#### [Directive]
Can you reproduce the listing below line for line, without changing a single character?

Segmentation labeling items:

====================

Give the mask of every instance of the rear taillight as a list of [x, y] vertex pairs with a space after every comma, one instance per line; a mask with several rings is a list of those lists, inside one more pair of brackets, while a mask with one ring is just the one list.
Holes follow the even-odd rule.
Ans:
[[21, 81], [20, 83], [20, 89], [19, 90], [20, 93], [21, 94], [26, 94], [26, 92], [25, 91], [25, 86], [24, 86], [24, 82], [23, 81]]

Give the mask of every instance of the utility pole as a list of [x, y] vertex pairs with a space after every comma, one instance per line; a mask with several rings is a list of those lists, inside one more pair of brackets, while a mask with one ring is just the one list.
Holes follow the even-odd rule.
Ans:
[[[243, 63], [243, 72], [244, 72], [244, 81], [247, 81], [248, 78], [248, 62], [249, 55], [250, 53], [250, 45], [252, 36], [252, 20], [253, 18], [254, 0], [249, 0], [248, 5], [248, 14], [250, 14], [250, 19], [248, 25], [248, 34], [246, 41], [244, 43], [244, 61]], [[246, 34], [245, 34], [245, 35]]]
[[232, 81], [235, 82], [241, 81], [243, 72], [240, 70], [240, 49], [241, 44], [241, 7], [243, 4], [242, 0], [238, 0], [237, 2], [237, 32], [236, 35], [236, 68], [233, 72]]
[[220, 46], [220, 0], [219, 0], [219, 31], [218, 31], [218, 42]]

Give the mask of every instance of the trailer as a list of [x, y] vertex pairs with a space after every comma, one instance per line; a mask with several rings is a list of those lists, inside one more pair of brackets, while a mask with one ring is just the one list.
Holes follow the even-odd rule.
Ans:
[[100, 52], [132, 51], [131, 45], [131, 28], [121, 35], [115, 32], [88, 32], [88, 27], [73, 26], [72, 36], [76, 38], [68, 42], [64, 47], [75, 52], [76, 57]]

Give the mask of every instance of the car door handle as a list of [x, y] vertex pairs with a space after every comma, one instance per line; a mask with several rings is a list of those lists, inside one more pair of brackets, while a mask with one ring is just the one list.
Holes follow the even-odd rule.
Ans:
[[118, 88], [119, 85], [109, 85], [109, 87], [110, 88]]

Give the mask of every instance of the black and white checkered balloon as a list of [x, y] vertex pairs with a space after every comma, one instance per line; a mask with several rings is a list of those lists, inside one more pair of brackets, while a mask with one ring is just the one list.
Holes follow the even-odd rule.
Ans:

====================

#### [Complete answer]
Give the mask of every instance of the rear taillight as a list of [x, y] vertex pairs with a space after every comma, one instance per line; a mask with several rings is a list of those lists, inside one more pair of brackets, while a mask with one ring is just the one list.
Holes follow the even-odd rule.
Ans:
[[21, 81], [20, 83], [20, 89], [19, 90], [20, 93], [21, 94], [26, 94], [26, 92], [25, 91], [25, 86], [24, 86], [24, 82], [23, 81]]

Give the mask of every instance of the utility pole as a list of [x, y] vertex pairs with a space after every comma, one instance per line; a mask with several rings is a list of those lists, inside one more pair of brackets, while a mask with one ring is just the one list.
Holes follow the even-odd rule.
Ans:
[[[243, 63], [243, 72], [244, 72], [244, 81], [247, 81], [248, 78], [248, 62], [249, 55], [250, 53], [250, 45], [252, 36], [252, 20], [253, 18], [254, 0], [249, 0], [248, 5], [248, 14], [250, 14], [250, 19], [248, 25], [248, 34], [246, 41], [244, 43], [244, 61]], [[246, 34], [245, 34], [245, 35]]]
[[232, 81], [235, 82], [241, 81], [243, 72], [240, 70], [240, 49], [241, 44], [241, 7], [243, 4], [242, 0], [238, 0], [237, 2], [237, 32], [236, 35], [236, 68], [233, 72]]
[[220, 46], [220, 0], [219, 0], [219, 31], [218, 31], [218, 42]]

Give the mask of every instance of the trailer as a list of [x, y] vertex pairs with a space after every comma, one instance per line; a mask with several rings is a list of those lists, inside one more pair of brackets, while a mask with one ring is just the one list.
Holes follow the even-odd rule.
Ans:
[[100, 52], [132, 51], [131, 45], [131, 28], [121, 35], [115, 32], [88, 32], [88, 27], [73, 26], [72, 36], [76, 38], [68, 42], [64, 47], [75, 52], [76, 57]]

Give the mask of every instance of the car door handle as a list of [x, y] vertex pairs with a space after every comma, one instance per line; a mask with several rings is a list of those lists, inside one more pair of brackets, while a mask with one ring is just the one list.
Holes follow the even-odd rule.
Ans:
[[118, 88], [119, 85], [109, 85], [109, 87], [110, 88]]

Give the mask of every instance of the black and white checkered balloon as a list of [x, y] vertex pairs with a space after every comma, one instance per line; a mask with several rings is a list of those lists, inside one more pair of brackets, while a mask with one ring is just the one list.
Holes follow the even-odd rule.
Ans:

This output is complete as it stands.